> **Stated goal 1**: Reproduce the portion of the paint-spraying text starting with "For doors, I" and going on through "2 mm nozzle.".
> **Stated goal 2**: According to the paint-spraying text, which paint sprayed well with the 2 mm nozzle on the last project?
> **Stated goal 3**: Carry the paint-spraying text forward, writing the part that would come after its final sentence.

[start Provided text]

If the Rockler gun doesn't work, a gravity feed HVLP conversion gun with a 2.0mm needle and nozzle set will work.

For doors, I drive three heavy duty screws into the top and bottom of the door. That way I can rest the screws on a pair of sawhorses, and flip the door while its still wet.

On my last project I used Miller Breakthrough acrylic, and it sprayed really nice with the 2 mm nozzle.
 
#3 ·
I have an Earlex hvlp that I assume is step above the rockler unit. I have had bad luck spraying latex. I thinned it with water and floetrol. From what I've been told, you really need to mix it good with a paint mixer to break up the latex strings. I won't spray latex again. What I have used with great success is target coatings tinted lacquer, thinned with water. Looks great and dries fast.

[end Provided text]
[start Dataset content]

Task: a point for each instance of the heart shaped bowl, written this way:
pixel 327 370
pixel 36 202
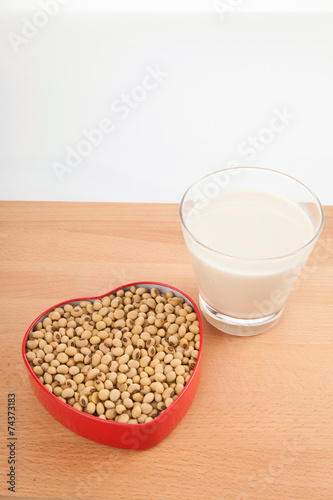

[end Dataset content]

> **Task result 1**:
For doors, I drive three heavy duty screws into the top and bottom of the door. That way I can rest the screws on a pair of sawhorses, and flip the door while its still wet.

On my last project I used Miller Breakthrough acrylic, and it sprayed really nice with the 2 mm nozzle.

> **Task result 2**: Miller Breakthrough acrylic.

> **Task result 3**:
#5 ·
I would not use latex paint. it does not thin well and spatters as it leaves the gun. it is just the molecular makeup of the product. I have had a lot of great outcomes with milk paint and chalk paint. it thins out well and you can coat it with a water base poly afterwards and it will be a great finish for a door. don't count out using oil based paint. a coat or two of a primer and a coat or two of top coat. again a great finish for a door. and much easier to clean up than you would think. shoot on your finish, pour out excess paint back to its container, pour a few ounces of mineral spirits into just emptied sprayer cup, screw onto gun and shake, then spray into empty trash can and its clean.
as for spraying the doors, flat on saw horses is easiest. due to the low pressure, there is not a lot of over spray. a simple sheet or plastic would be fine. ventilation will be determined by what product you are usesing
 
#7 ·
I think the gravity feed guns are pretty forgiving. Just get yourself a gun with a 2.0 mm nozzle set and you're in business (assuming you already have a compressor).

There are no brush marks in a sprayed finish!

As of today, Woodcraft has their gravity feed gun for $44 (add $13 for the 2.0 mm needle and nozzle set). Add an air regulator at the gun for $10-15 and you will never brush a finish again.

This way you don't need to worry about how many stages your turbine style HVLP has. If you need 5psi more pressure, just adjust the regulator a bit.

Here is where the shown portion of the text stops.